* **抜粋**:
= = = = = = =

データベース「世界と日本」(代表:田中明彦)
日本政治・国際関係データベース
政策研究大学院大学・東京大学東洋文化研究所

[文書名] ホーク豪州首相主催昼食会における竹下内閣総理大臣の挨拶

[場所] キャンベラ
[年月日] 1988年7月4日
[出典] 竹下演説集,191−195頁.
[備考] 
[全文]

 ホーク首相閣下、令夫人、シンクレア国民党党首閣下並びにご列席の皆様

 私が、ホーク首相閣下に初めてお目にかかったのは、昨年十二月、私の総理就任直後、閣下がソ連公式訪問の帰途、日本に立ち寄られた時のことであります。私はその折、閣下に対し高校生になる孫娘が貴国の家庭でホームステイさせていただいたことをお話い{前1文字ママ}たしましたが、その子が帰国しての感想で「オージーは動物や植物をこよなく愛し、いつくしむ、心の暖かい人達ばかりだった。また、是非行きたい」と語っていたのが、私にとりまして大変さわやかな印象を残しております。

 私のオーストラリア訪問は、今回が初めてであります。しかし、初めてという気がいたしません。それは、カンガルーやコアラのイメージばかりでなく、私自身、長い間、日本ヨット協会の会長を務めましたので、アメリカズ・カップの時、いつもオーストラリア・チームの活躍に注目していたからであります。

= = = = = = =

保存済みデータセット項目:

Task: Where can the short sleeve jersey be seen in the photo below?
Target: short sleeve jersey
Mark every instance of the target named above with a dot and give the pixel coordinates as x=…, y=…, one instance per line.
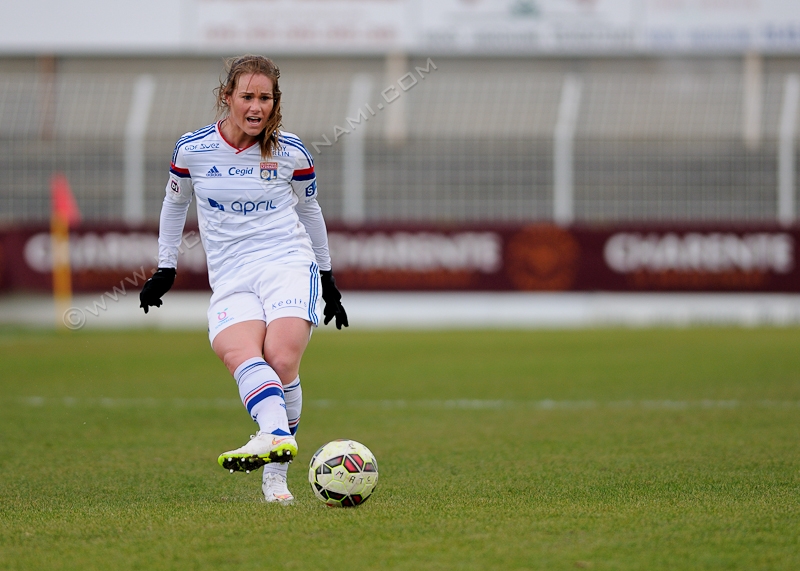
x=245, y=203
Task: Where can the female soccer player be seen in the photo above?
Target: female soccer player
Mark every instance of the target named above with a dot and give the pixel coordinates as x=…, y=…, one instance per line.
x=267, y=251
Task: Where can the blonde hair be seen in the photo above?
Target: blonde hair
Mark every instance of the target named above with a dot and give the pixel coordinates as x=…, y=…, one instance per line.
x=242, y=65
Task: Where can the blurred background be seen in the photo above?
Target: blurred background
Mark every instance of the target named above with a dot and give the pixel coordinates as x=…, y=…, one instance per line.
x=554, y=161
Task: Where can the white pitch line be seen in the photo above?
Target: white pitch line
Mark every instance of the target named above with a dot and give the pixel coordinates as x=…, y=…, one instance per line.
x=454, y=404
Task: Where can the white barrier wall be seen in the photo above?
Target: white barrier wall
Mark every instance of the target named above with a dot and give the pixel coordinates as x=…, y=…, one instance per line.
x=430, y=27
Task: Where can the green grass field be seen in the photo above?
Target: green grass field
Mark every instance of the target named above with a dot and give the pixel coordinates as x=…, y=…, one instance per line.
x=601, y=449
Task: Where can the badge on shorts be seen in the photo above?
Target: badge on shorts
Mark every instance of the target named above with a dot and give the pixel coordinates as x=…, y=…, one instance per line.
x=269, y=171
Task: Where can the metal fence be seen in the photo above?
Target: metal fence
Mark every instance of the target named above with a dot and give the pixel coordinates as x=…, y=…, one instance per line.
x=428, y=143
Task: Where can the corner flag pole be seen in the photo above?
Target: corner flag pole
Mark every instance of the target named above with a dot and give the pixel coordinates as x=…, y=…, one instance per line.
x=64, y=213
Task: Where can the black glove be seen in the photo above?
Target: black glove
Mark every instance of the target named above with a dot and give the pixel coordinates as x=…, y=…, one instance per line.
x=333, y=300
x=156, y=287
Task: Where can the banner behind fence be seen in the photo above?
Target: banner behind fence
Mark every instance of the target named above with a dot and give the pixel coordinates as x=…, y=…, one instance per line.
x=446, y=258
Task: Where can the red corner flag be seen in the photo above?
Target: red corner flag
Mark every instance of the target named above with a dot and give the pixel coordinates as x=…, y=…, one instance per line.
x=64, y=205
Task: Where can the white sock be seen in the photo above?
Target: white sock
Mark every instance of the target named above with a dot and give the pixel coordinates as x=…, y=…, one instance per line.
x=293, y=394
x=262, y=395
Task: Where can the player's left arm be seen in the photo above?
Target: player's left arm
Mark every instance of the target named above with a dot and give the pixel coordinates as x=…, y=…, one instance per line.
x=304, y=184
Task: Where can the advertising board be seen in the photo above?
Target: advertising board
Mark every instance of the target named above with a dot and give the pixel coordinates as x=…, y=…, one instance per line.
x=464, y=258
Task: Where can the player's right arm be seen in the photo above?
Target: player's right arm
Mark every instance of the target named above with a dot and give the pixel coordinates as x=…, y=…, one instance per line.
x=179, y=192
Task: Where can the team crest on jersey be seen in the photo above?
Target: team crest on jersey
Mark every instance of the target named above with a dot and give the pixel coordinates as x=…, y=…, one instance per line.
x=269, y=171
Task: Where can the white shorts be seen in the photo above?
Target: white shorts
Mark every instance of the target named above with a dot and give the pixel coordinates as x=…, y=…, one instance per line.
x=265, y=291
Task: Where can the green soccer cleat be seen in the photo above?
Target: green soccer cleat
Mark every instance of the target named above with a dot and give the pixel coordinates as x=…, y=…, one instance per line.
x=262, y=449
x=275, y=489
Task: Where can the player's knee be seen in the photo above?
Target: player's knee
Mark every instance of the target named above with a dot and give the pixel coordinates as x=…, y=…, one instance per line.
x=235, y=357
x=286, y=366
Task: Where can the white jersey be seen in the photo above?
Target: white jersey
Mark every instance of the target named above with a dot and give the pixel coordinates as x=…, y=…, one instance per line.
x=248, y=207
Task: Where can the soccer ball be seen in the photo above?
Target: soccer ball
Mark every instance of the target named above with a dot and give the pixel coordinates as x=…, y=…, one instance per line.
x=343, y=473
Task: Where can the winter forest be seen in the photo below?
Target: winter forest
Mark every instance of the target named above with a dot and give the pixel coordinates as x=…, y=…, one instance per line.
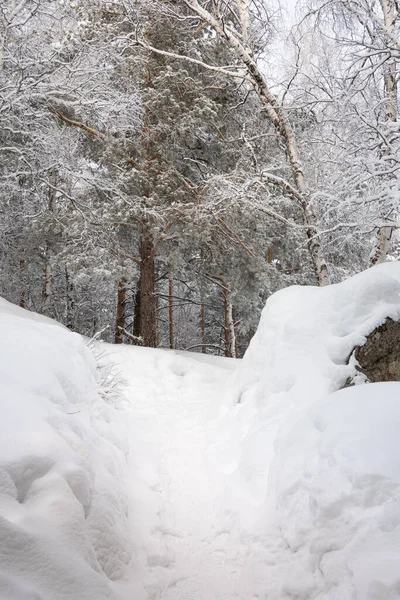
x=167, y=165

= = = = = = =

* **設定課題**:
- a) 竹下首相の挨拶のうち、「ホーク首相閣下、令夫人、シンクレア国民党党首閣下並びにご列席の皆様」から「注目していたからであります。」までの部分(末尾の語句を含む)を、「孫娘」を「孫」に置き換えて書き直してください。
- b) 竹下首相の挨拶の冒頭で、角括弧で囲まれた見出し語をすべて挙げてください。

* **課題別解答**:
- a)
ホーク首相閣下、令夫人、シンクレア国民党党首閣下並びにご列席の皆様

 私が、ホーク首相閣下に初めてお目にかかったのは、昨年十二月、私の総理就任直後、閣下がソ連公式訪問の帰途、日本に立ち寄られた時のことであります。私はその折、閣下に対し高校生になる孫が貴国の家庭でホームステイさせていただいたことをお話い{前1文字ママ}たしましたが、その子が帰国しての感想で「オージーは動物や植物をこよなく愛し、いつくしむ、心の暖かい人達ばかりだった。また、是非行きたい」と語っていたのが、私にとりまして大変さわやかな印象を残しております。

 私のオーストラリア訪問は、今回が初めてであります。しかし、初めてという気がいたしません。それは、カンガルーやコアラのイメージばかりでなく、私自身、長い間、日本ヨット協会の会長を務めましたので、アメリカズ・カップの時、いつもオーストラリア・チームの活躍に注目していたからであります。

- b) 文書名、場所、年月日、出典、備考、全文